■ BLOCCO DI TESTO ■
=======

#OBIETTIVOMASACCIO

#OBIETTIVOMASACCIO

- DENTRO LA FOTOGRAFIA -

San Giovanni Valdarno, la Città in cui è nato uno degli iniziatori del Rinascimento del calibro di Masaccio.

Il primo che si è confrontato con la prospettiva, il primo che ha rinnovato la pittura secondo una nuova visione rigorosa, senza eccessi decorativi e artificiosità. “Obiettivo Masaccio” è fotografia, ma un fotografo che ricerca la sua visione personale, senza eccessi decorativi e artificiosità, ha in mano il suo pennello: la macchina fotografica.

Siamo partiti da qui, da un Maestro come Masaccio che con le sue opere ci ha portato a scoprire la sua prospettiva e siamo voluti arrivare a capire quello che un fotografo può raccontare dalla sua prospettiva.

Probabilmente è un’impresa ardua ma noi siamo degli incurabili romantici e abbiamo voluto soffermarci sul lavoro di grandi fotografi contemporanei che hanno trovato il loro personale sguardo sul mondo.

Questa è la nostra prospettiva.

=======

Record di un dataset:
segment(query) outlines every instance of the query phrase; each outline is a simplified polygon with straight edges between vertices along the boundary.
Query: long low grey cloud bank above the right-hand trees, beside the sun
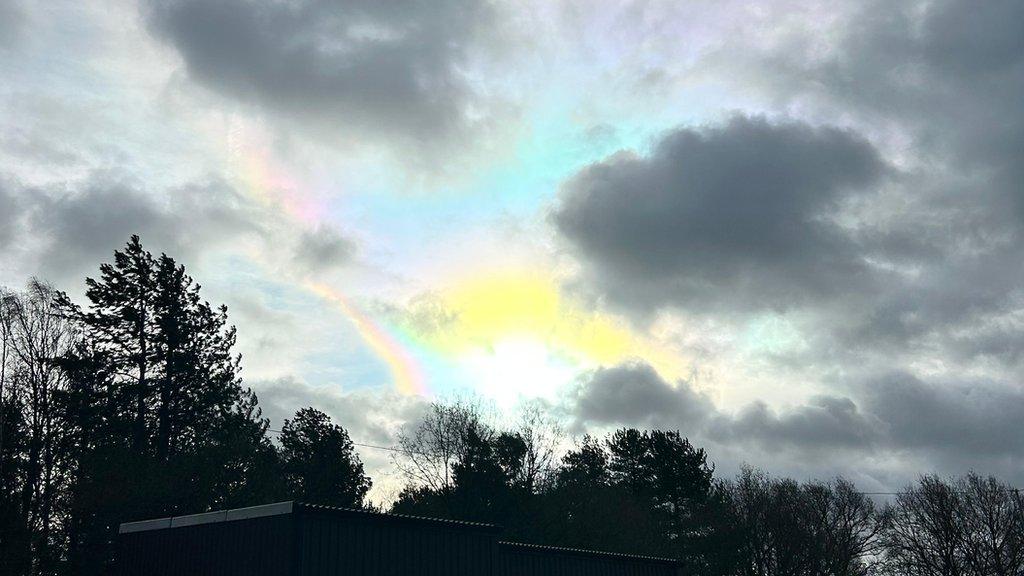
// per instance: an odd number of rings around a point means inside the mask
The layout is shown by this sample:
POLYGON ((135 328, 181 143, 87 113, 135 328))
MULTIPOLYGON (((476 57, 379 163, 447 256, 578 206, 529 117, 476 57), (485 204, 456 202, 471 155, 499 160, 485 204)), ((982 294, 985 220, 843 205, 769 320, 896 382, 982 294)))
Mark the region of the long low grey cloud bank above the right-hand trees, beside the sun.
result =
POLYGON ((753 402, 737 412, 717 408, 684 381, 670 384, 643 364, 598 370, 577 386, 563 409, 582 429, 680 429, 713 454, 717 448, 768 467, 784 453, 787 461, 817 461, 827 470, 840 458, 834 455, 845 454, 865 462, 912 457, 943 472, 984 468, 1024 479, 1018 458, 1024 392, 1006 383, 926 381, 900 372, 860 381, 851 397, 819 395, 781 410, 753 402))

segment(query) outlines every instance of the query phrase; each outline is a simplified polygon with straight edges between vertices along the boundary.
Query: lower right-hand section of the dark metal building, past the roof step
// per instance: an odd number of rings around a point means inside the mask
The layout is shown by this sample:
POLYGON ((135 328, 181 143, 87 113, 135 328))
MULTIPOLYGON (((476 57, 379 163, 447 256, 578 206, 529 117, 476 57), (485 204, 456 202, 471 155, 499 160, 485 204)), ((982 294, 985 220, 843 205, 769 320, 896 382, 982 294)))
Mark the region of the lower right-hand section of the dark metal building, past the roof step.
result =
POLYGON ((499 576, 679 576, 662 559, 502 542, 499 576))

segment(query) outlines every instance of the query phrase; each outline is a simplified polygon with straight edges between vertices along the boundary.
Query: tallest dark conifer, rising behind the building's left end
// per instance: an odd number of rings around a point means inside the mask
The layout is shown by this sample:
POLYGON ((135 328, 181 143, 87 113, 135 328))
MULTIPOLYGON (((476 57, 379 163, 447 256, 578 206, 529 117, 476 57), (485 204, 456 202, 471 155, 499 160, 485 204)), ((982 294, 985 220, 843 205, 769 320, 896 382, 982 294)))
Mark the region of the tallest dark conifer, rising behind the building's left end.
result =
POLYGON ((255 468, 274 461, 226 308, 137 236, 99 271, 86 279, 86 306, 54 298, 80 334, 56 364, 71 382, 68 554, 82 574, 112 562, 118 522, 244 502, 269 476, 255 468))

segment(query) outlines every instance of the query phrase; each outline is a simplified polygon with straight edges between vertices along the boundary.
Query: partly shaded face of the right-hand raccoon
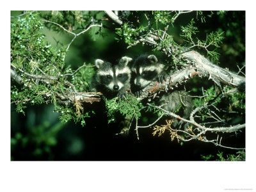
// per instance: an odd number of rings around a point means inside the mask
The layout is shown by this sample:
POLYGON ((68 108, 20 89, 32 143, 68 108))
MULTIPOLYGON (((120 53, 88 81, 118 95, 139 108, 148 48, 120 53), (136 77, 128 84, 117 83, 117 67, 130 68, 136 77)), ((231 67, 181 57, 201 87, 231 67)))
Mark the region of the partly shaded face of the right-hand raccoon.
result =
POLYGON ((132 80, 137 88, 143 89, 162 72, 163 65, 157 63, 154 54, 139 56, 132 65, 132 80))

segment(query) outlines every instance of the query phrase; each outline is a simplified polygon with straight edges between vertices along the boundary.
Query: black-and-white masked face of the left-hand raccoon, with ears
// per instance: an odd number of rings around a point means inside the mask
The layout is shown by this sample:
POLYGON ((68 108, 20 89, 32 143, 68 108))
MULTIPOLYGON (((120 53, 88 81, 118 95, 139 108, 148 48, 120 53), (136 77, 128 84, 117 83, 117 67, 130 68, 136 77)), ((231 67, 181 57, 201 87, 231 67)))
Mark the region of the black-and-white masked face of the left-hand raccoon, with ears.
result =
POLYGON ((130 81, 131 70, 127 67, 129 61, 131 61, 131 58, 123 57, 118 65, 112 65, 109 62, 96 60, 97 81, 105 86, 107 90, 118 92, 130 81))

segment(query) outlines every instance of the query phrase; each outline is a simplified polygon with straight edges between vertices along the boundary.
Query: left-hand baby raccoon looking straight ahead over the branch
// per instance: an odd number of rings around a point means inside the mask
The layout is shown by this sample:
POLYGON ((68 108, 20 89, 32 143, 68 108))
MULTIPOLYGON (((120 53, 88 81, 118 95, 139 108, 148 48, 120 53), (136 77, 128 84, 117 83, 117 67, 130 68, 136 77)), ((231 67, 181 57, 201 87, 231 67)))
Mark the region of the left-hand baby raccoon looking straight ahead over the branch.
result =
POLYGON ((127 66, 132 58, 122 57, 117 65, 108 61, 96 60, 97 72, 92 77, 91 92, 101 92, 108 99, 126 97, 126 91, 130 88, 131 70, 127 66))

=======

■ ISTRUZIONI OPERATIVE ■
Riscrivi il passaggio del testo su Masaccio che si apre con le parole contenenti "San Giovanni Valdarno, la" e si chiude con "la macchina fotografica.", rinominando "pennello" in "strumento".

■ AREA RISPOSTA ■
San Giovanni Valdarno, la Città in cui è nato uno degli iniziatori del Rinascimento del calibro di Masaccio.

Il primo che si è confrontato con la prospettiva, il primo che ha rinnovato la pittura secondo una nuova visione rigorosa, senza eccessi decorativi e artificiosità. “Obiettivo Masaccio” è fotografia, ma un fotografo che ricerca la sua visione personale, senza eccessi decorativi e artificiosità, ha in mano il suo strumento: la macchina fotografica.